### Extrait fourni ###

Pour écrire, chaque élève avait droit à une planchette en bois avec de la craie blanche. Quand on faisait une faute, on recevait des coups que le mouadeb nous infligeait sur la plante des pieds avec un bâton ou une lanière.
A un âge plus avancé vers 7 à 10 ans, l’enseignement consistait à respecter la Sunna, c’est-à-dire les traditions du Prophète, à lire des sourates par cœur. Je ne me rappelle pas si l’enseignement était sur l’indépendance de l’Algérie. Toujours est-il que mon père préférait l’enseignement primaire appelé mecid dans une école coranique, sous la direction d’un mouadeb (instituteur), tandis que mes deux frères m’obligeaient à faire mes classes du primaire dans une école laïque française.

### Données fournies ###

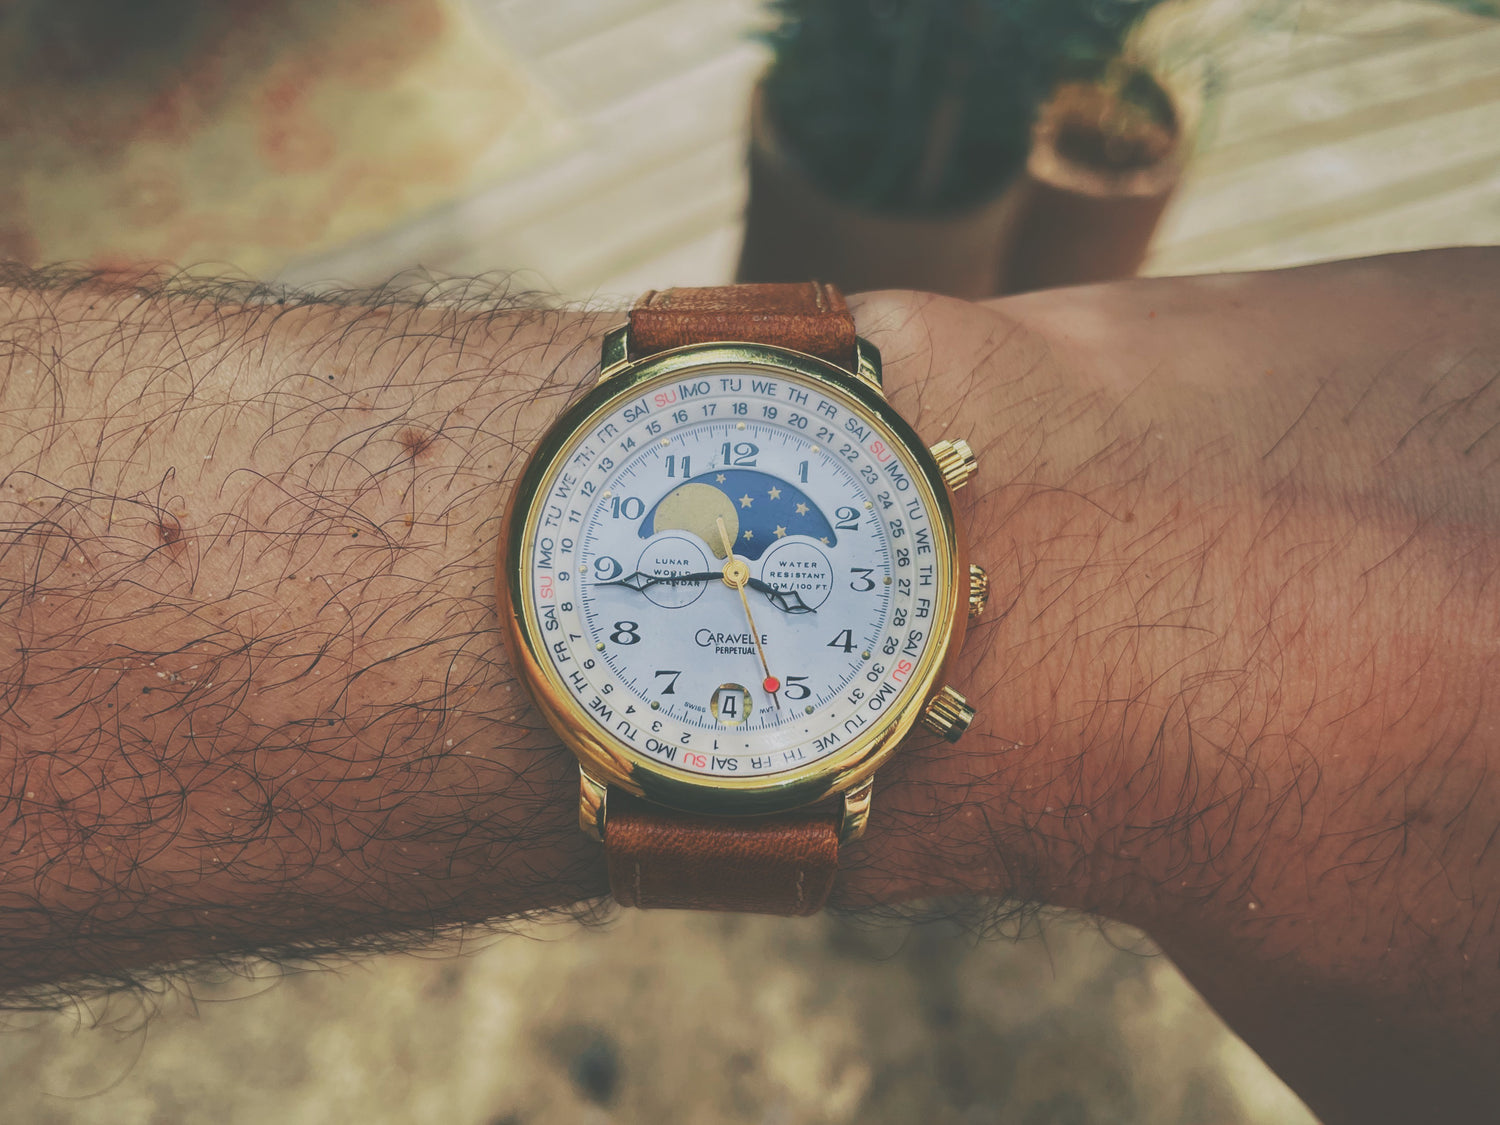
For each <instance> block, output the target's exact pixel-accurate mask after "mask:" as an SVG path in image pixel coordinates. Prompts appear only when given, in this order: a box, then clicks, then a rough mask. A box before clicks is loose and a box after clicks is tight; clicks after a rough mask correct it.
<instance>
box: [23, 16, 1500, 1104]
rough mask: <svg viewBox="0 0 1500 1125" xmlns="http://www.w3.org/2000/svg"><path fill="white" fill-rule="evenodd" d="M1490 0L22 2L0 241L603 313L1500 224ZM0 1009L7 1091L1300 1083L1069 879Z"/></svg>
mask: <svg viewBox="0 0 1500 1125" xmlns="http://www.w3.org/2000/svg"><path fill="white" fill-rule="evenodd" d="M1496 7H1497V6H1496V3H1490V1H1488V0H1460V1H1455V3H1439V1H1437V0H1259V1H1256V0H1167V1H1166V3H1152V1H1151V0H1068V1H1064V0H775V3H769V5H766V3H759V1H757V0H547V1H546V3H540V1H537V0H386V1H384V3H374V0H366V1H365V3H357V1H356V0H255V1H254V3H252V1H249V0H243V1H240V0H236V1H233V3H231V1H228V0H220V1H217V3H205V1H202V0H136V1H135V3H123V1H121V0H9V1H7V3H0V60H3V66H0V257H12V258H20V260H23V261H27V263H30V264H43V263H54V261H71V263H81V264H86V266H92V267H101V269H111V267H117V266H123V264H127V263H136V261H141V260H150V261H171V263H178V264H184V266H189V267H190V269H193V270H195V272H201V273H205V275H225V273H229V275H237V276H251V278H258V279H267V281H281V282H287V284H294V285H315V284H327V282H336V284H356V285H374V284H381V282H384V281H386V279H387V278H390V276H392V275H396V273H402V272H408V270H431V272H434V273H441V275H447V273H458V275H475V273H480V275H499V276H504V275H508V273H514V272H519V275H520V284H523V285H526V287H538V288H544V290H550V291H555V293H558V294H561V296H562V297H565V299H568V300H576V302H594V303H600V305H619V306H624V305H627V303H628V302H630V300H631V299H633V297H634V296H636V294H637V293H639V291H642V290H645V288H654V287H669V285H706V284H721V282H727V281H730V279H735V278H736V276H738V278H741V279H792V278H799V276H808V275H817V276H820V278H825V279H832V281H837V282H841V284H843V285H846V287H847V288H865V287H877V285H910V287H919V288H933V290H941V291H947V293H957V294H963V296H986V294H996V293H1008V291H1019V290H1026V288H1037V287H1046V285H1061V284H1070V282H1079V281H1091V279H1097V278H1110V276H1128V275H1130V273H1134V272H1137V270H1139V272H1142V273H1148V275H1164V273H1206V272H1218V270H1236V269H1260V267H1275V266H1292V264H1298V263H1308V261H1319V260H1326V258H1340V257H1353V255H1365V254H1377V252H1386V251H1401V249H1416V248H1424V246H1442V245H1455V243H1500V18H1496V17H1497V15H1500V13H1497V10H1496ZM874 243H877V245H879V246H880V248H882V252H880V254H879V255H871V254H870V252H868V248H870V246H871V245H874ZM0 1023H3V1031H0V1122H12V1121H13V1122H163V1124H171V1122H198V1121H216V1122H264V1121H276V1122H330V1121H336V1122H342V1121H360V1122H458V1124H468V1122H475V1124H478V1125H501V1124H502V1122H504V1124H507V1125H522V1124H531V1122H535V1124H538V1125H540V1124H543V1122H705V1124H712V1122H765V1124H768V1125H772V1124H774V1125H798V1124H801V1122H846V1121H856V1119H858V1121H865V1122H892V1124H894V1122H913V1121H921V1122H924V1125H948V1124H950V1122H951V1124H954V1125H959V1124H963V1125H978V1124H989V1122H1001V1124H1005V1125H1011V1124H1013V1122H1014V1124H1016V1125H1022V1124H1026V1125H1043V1124H1049V1122H1059V1124H1068V1125H1073V1124H1083V1122H1224V1124H1233V1122H1247V1124H1248V1122H1256V1124H1262V1122H1266V1124H1271V1122H1277V1124H1283V1122H1289V1124H1296V1122H1307V1121H1311V1118H1310V1116H1308V1115H1307V1112H1305V1110H1304V1109H1302V1107H1301V1104H1299V1103H1298V1101H1296V1100H1295V1098H1293V1097H1292V1095H1290V1094H1289V1092H1287V1091H1286V1089H1284V1088H1283V1086H1281V1085H1280V1083H1278V1082H1277V1080H1275V1077H1274V1076H1271V1074H1269V1073H1268V1071H1266V1070H1265V1068H1263V1067H1262V1065H1260V1062H1259V1061H1257V1059H1256V1056H1254V1055H1253V1053H1251V1052H1250V1050H1248V1049H1245V1047H1244V1044H1241V1043H1239V1041H1238V1040H1235V1038H1233V1037H1232V1035H1230V1034H1229V1032H1227V1031H1226V1029H1224V1028H1223V1026H1221V1025H1220V1023H1218V1020H1217V1019H1215V1017H1214V1014H1212V1013H1211V1011H1208V1008H1206V1007H1205V1005H1203V1004H1202V1001H1199V999H1197V996H1196V995H1194V993H1193V992H1191V989H1188V986H1187V984H1184V983H1182V980H1181V978H1179V977H1178V974H1176V972H1175V971H1173V968H1172V966H1170V965H1169V963H1167V962H1166V960H1164V959H1161V957H1158V956H1154V953H1152V950H1151V947H1149V944H1148V942H1146V941H1145V939H1142V938H1140V935H1136V933H1133V932H1128V930H1125V929H1109V930H1106V929H1101V927H1100V926H1097V924H1094V922H1091V921H1086V919H1077V918H1067V916H1049V918H1044V919H1040V921H1038V922H1037V924H1034V926H1031V927H1028V929H1026V932H1025V933H1020V935H1017V933H1007V935H1001V936H993V935H992V936H989V938H984V939H981V938H978V936H975V935H974V933H969V932H965V930H963V929H960V927H959V926H954V924H947V922H933V924H919V926H918V924H904V926H898V924H894V922H891V924H880V926H874V924H858V922H850V921H841V919H834V918H817V919H805V921H792V919H765V918H733V916H726V918H718V916H697V915H672V913H630V915H621V916H618V918H615V919H612V921H610V922H609V924H606V926H603V927H594V929H577V927H574V926H570V924H553V926H535V927H526V929H523V930H520V932H519V933H516V935H505V936H495V938H489V939H484V941H480V942H471V944H468V945H465V947H458V945H450V947H444V948H435V950H432V951H429V953H423V954H413V956H384V957H369V959H363V960H359V962H351V963H347V965H339V966H335V968H332V969H321V971H315V972H305V974H291V975H284V974H282V972H279V971H275V969H270V968H266V969H264V971H260V972H258V971H255V968H254V966H251V969H249V971H246V972H245V974H240V975H225V977H222V978H211V980H193V981H190V983H183V981H163V983H159V984H157V986H156V987H151V989H147V990H144V992H142V993H141V995H129V996H114V998H108V999H93V1001H83V1002H80V1004H78V1005H75V1007H74V1008H71V1010H68V1011H63V1013H49V1014H28V1013H10V1014H5V1016H3V1017H0Z"/></svg>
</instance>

###

● Problèmes à résoudre
[1] Réécrivez les enregistrements en commençant à leur début et en finissant à la ligne qui contient "rough mask: <svg", avec "rough mask" remplacé par "coarse mask" et tout le reste inchangé. Laissez les images de côté.
[2] Poursuivez l'extrait sur l'école coranique à partir de sa dernière phrase, s'il vous plaît.
L'extrait et les enregistrements ne proviennent pas de la même source.

● Résultats des exercices
[1]
For each <instance> block, output the target's exact pixel-accurate mask after "mask:" as an SVG path in image pixel coordinates. Prompts appear only when given, in this order: a box, then clicks, then a coarse mask. A box before clicks is loose and a box after clicks is tight; clicks after a coarse mask correct it.
<instance>
box: [23, 16, 1500, 1104]
coarse mask: <svg viewBox="0 0 1500 1125" xmlns="http://www.w3.org/2000/svg"><path fill="white" fill-rule="evenodd" d="M1490 0L22 2L0 241L603 313L1500 224ZM0 1009L7 1091L1300 1083L1069 879Z"/></svg>

[2]
Si bien que pendant toute la semaine, j’allais à deux écoles arabe et française, l’une près de la Synagogue Djamâa Lihoud et l’autre à la rue Soudan, à la Basse Casbah. Le soir après l’école, j’allais dans les cafés maures vendre mes cigarettes. Je gagnais beaucoup d’argent à l’époque. Ce n’était pas une flânerie, mais une nécessité alimentaire pour nourrir ma famille. Je garde un souvenir empreint de crainte et de respect de mon défunt frère Laâdi avant qu’il ne soit emprisonné.
Dès qu’il avait vent que je vendais des cigarettes, il m’enfermait dans sa chambre, mettait la radio à fond et me donnait une de ces raclées que je ressens jusqu’à ce jour. Je sanglotais, criais et appelais à l’aide ma mère. Aucune réaction de sa part, ni de mes sœurs d’ailleurs. Elles avaient peur d’intervenir, car elles étaient au courant de mes activités extrascolaires. Mon frère Laâdi me demandait de recopier 100 fois, par exemple : «Je ne dois pas vendre de cigarettes » et m’envoyait au piquet pendant une heure ou plus selon la gravité de la faute.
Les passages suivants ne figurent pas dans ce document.